It is advisable to engage a specialist consulting firm for accurate, efficient and cost-effective execution of compliance monitoring.
In different countries worldwide, legislation obligates organisations in industries deemed to be biggest pollutants to reduce carbon emissions produced from their activities. Mainly, these industries, just to cite a few, are Mining, Oil and Gas (MOG), power generation, and petrochemicals. The legislation recognises consistent and accurate environmental monitoring as one of the practical ways through which organisations can control their emissions. The rationale behind this is that an organisation can only manage best what it can monitor.
There should be no margin for error in monitoring. Yet, given the intricacies involved, accurate, cost effective and efficient implementation of environmental compliance monitoring is always a tall order for organisations. Otherwise, lapses could have implications on beyond the bottom-line costing the company reputational damage and litigation in the event of breaches. Hence, this necessitates engaging specialist consultants that have a track record in environmental compliance monitoring.
Comprehensively documented
South Africa can be cited in a case study of the legislation governing environmental compliance monitoring. Decidedly, the acts that constitute the legislation comprehensively emphasise the obligation of mining companies to monitor the level of emissions produced from their activities.
- South African National Environmental Management Act
Section 28(1) of the South African National Environmental Management Act (Act no. 107 of 1998) (NEMA) specifically states that “every person who causes, has caused or may cause significant pollution or degradation of the environment must take reasonable measures to prevent such pollution or degradation from occurring, continuing or recurring, in so far as such harm to the environment is authorised by law or cannot reasonably be avoided or stopped, to minimise and rectify such pollution or degradation of the environment”. In an effort to govern proposed developments that have the potential to degrade the environment, the various competent authorities require for numerous different authorisation processes to be undertaken for the relevant triggering activities.
The competent authorities include: Department of Environment, Fisheries and Forestry (DEFF), Department of Mineral and Resources (DMR), Department of Water and Sanitation (DWS) and their provincial representatives, require for numerous different authorisation processes to be undertaken for the relevant triggering activities.
- Authorisation processes
These authorisation processes to be undertaken include inter alia: Environmental Authorisation (EA), Air Emissions License (AEL), Waste Management License (WML) and Water Use license (WUL), most of which require an accompanying Environmental Management Programme (EMPr) to govern the activities on-site in a conservative manner.

> EXERCISE DATA
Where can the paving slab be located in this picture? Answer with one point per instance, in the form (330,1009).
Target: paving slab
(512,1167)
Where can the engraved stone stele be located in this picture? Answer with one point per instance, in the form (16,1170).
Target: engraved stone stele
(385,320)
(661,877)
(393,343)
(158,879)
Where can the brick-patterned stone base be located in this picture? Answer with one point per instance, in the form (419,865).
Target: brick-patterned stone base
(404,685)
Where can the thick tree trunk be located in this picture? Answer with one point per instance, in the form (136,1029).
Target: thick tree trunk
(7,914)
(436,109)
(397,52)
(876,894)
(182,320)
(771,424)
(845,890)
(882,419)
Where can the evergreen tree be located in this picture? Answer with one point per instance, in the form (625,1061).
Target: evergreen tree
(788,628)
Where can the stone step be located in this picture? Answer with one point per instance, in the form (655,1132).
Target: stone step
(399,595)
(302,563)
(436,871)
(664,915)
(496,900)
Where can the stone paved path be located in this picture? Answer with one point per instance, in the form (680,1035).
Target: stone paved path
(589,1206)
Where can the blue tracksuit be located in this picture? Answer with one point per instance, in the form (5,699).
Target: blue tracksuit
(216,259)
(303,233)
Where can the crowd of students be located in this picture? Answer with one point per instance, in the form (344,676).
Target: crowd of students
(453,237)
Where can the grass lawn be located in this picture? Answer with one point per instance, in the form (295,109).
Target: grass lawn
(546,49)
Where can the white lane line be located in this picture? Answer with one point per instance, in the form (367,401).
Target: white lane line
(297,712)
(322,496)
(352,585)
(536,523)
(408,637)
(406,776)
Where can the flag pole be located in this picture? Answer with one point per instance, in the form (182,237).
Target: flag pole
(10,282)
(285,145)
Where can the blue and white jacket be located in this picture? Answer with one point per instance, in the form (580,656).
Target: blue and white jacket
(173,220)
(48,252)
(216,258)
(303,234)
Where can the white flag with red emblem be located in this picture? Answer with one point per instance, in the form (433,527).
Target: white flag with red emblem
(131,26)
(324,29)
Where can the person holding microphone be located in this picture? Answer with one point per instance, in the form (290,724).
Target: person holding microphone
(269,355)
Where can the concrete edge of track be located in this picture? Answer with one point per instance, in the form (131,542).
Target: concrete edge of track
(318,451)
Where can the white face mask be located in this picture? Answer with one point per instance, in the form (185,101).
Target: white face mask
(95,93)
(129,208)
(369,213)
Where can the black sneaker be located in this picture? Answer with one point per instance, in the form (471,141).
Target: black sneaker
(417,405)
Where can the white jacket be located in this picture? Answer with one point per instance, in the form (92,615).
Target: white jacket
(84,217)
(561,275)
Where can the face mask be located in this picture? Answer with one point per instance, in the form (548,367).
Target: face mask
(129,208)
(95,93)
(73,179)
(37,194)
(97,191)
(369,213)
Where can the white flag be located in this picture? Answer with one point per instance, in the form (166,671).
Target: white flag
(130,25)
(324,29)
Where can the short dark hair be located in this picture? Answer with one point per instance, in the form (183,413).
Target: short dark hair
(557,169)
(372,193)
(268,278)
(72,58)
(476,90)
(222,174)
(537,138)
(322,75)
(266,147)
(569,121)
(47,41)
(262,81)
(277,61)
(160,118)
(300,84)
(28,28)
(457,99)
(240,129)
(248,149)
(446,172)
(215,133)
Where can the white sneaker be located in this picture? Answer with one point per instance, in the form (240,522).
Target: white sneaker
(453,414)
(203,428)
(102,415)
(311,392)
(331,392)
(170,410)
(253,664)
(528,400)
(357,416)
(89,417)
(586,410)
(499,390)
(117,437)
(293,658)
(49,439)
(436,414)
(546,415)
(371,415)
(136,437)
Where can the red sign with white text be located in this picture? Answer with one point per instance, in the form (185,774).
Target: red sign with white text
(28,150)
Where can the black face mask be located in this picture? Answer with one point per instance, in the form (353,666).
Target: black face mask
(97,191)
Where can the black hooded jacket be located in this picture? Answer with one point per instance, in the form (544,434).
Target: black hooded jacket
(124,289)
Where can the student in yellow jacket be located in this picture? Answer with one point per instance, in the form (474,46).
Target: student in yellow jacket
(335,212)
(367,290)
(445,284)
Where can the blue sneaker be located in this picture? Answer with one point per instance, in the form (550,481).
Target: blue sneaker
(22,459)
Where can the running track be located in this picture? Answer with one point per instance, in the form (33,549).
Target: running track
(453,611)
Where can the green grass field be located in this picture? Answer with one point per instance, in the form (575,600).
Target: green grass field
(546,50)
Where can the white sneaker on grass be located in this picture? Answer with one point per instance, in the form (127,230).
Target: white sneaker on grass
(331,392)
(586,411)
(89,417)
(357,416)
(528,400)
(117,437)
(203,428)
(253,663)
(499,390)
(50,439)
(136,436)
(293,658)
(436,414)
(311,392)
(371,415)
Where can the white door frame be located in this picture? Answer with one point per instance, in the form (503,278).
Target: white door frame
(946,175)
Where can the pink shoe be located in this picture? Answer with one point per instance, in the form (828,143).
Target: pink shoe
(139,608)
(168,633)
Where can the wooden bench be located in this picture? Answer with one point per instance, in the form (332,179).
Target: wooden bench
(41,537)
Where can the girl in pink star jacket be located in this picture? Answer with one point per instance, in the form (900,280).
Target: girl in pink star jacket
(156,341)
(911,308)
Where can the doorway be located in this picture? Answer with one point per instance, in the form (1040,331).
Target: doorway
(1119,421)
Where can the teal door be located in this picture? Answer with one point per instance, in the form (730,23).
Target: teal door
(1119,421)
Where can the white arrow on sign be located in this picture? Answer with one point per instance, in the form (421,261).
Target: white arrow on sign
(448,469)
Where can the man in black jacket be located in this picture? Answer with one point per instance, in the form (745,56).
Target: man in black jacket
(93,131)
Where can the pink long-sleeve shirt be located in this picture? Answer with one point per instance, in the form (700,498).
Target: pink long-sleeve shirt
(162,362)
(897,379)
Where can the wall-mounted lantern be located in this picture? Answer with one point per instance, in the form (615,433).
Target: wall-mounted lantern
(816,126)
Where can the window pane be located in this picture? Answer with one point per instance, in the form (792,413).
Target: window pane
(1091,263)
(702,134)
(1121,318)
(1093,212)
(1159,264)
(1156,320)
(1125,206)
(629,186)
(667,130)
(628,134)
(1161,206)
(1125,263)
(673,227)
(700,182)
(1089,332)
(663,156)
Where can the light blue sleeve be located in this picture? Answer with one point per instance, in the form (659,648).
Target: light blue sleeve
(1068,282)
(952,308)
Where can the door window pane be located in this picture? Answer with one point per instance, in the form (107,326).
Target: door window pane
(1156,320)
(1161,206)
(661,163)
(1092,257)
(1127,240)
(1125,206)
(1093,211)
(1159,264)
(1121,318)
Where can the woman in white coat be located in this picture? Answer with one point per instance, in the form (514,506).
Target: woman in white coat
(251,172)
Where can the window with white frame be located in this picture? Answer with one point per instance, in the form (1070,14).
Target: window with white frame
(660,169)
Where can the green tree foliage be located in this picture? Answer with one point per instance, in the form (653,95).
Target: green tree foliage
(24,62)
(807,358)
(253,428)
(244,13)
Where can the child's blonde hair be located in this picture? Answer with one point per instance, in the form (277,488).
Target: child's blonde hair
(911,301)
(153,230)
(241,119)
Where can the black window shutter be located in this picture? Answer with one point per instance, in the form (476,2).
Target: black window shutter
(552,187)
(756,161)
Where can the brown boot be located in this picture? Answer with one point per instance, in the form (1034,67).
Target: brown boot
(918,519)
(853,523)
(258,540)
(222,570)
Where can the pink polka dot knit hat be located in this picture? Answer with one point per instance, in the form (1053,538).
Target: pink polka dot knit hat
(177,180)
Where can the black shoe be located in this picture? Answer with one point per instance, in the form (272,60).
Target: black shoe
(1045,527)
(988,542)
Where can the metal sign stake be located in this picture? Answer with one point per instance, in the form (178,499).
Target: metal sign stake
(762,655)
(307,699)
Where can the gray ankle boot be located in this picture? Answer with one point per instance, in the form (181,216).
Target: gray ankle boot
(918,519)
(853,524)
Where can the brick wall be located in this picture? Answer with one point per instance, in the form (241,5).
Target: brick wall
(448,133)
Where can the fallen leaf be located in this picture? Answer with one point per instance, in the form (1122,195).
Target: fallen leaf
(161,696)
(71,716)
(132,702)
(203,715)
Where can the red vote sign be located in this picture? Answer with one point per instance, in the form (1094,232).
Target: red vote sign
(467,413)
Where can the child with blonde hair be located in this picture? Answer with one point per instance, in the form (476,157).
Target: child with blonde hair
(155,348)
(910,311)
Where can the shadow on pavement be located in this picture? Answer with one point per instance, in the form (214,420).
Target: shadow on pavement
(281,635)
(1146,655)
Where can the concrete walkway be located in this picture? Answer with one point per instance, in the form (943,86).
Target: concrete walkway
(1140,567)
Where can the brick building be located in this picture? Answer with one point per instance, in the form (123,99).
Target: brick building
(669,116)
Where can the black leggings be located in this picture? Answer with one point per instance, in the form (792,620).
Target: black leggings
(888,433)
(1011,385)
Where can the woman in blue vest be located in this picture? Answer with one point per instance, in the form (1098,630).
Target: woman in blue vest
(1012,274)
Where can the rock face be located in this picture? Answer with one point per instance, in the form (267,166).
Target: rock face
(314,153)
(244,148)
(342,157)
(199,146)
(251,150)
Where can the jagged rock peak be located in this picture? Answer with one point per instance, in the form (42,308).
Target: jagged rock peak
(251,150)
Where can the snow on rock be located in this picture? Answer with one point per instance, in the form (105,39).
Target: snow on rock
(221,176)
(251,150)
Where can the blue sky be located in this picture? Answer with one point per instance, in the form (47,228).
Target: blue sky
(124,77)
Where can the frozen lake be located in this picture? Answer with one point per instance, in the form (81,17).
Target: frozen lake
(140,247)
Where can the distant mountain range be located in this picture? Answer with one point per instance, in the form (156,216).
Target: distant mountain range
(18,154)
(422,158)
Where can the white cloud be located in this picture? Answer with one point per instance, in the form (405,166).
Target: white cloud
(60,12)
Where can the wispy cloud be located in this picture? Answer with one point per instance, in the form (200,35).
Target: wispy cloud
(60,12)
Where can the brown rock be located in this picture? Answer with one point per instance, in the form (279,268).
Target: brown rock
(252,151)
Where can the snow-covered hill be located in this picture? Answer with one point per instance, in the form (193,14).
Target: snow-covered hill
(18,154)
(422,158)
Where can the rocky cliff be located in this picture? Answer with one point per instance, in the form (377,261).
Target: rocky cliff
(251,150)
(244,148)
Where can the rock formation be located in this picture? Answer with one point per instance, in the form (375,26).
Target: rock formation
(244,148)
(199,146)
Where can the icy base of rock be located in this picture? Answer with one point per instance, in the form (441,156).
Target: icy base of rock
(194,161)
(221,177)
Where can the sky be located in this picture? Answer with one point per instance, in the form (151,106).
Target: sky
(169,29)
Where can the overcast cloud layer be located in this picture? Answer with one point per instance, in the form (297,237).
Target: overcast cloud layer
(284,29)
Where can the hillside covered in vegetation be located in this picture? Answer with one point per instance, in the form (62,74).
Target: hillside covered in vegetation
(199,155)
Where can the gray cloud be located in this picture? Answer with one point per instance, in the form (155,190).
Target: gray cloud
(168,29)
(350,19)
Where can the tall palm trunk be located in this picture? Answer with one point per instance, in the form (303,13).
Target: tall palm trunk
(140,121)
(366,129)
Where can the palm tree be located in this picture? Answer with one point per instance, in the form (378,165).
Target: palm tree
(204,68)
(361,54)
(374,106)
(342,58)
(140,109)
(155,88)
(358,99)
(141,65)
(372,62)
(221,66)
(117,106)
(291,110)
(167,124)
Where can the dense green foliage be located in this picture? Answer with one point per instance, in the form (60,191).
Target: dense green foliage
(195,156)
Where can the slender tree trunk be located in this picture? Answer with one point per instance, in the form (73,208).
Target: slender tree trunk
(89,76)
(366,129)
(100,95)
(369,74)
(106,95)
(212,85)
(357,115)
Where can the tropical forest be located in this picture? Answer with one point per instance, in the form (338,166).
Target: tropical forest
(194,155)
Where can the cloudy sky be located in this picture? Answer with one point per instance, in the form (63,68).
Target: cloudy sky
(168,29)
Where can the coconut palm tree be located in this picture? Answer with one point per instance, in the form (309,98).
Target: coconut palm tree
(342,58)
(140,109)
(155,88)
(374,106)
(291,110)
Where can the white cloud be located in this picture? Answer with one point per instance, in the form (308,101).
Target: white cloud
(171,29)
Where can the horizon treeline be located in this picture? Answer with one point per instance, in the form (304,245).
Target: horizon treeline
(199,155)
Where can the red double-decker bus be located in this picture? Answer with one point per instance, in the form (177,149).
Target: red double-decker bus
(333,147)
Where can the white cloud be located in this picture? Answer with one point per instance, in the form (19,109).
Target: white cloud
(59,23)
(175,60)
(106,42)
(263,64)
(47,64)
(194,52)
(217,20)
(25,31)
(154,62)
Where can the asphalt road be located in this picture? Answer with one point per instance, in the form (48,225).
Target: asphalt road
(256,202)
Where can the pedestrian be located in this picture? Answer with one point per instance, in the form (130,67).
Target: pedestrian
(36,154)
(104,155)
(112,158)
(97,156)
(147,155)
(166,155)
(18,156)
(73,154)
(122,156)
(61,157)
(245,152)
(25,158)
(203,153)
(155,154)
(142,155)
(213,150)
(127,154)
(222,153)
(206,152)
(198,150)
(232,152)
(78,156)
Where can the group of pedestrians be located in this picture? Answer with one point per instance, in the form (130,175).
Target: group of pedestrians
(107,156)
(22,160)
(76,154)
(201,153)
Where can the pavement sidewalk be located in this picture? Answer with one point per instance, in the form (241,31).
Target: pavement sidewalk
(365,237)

> TASK INSTRUCTIONS
Rewrite the text on environmental compliance monitoring from "There should be" to "of emissions produced from their activities.", putting "expert advisers" in place of "specialist consultants". The entries above come from a source separate from the text on environmental compliance monitoring.

> SOLUTION TO THIS PROBLEM
There should be no margin for error in monitoring. Yet, given the intricacies involved, accurate, cost effective and efficient implementation of environmental compliance monitoring is always a tall order for organisations. Otherwise, lapses could have implications on beyond the bottom-line costing the company reputational damage and litigation in the event of breaches. Hence, this necessitates engaging expert advisers that have a track record in environmental compliance monitoring.
Comprehensively documented
South Africa can be cited in a case study of the legislation governing environmental compliance monitoring. Decidedly, the acts that constitute the legislation comprehensively emphasise the obligation of mining companies to monitor the level of emissions produced from their activities.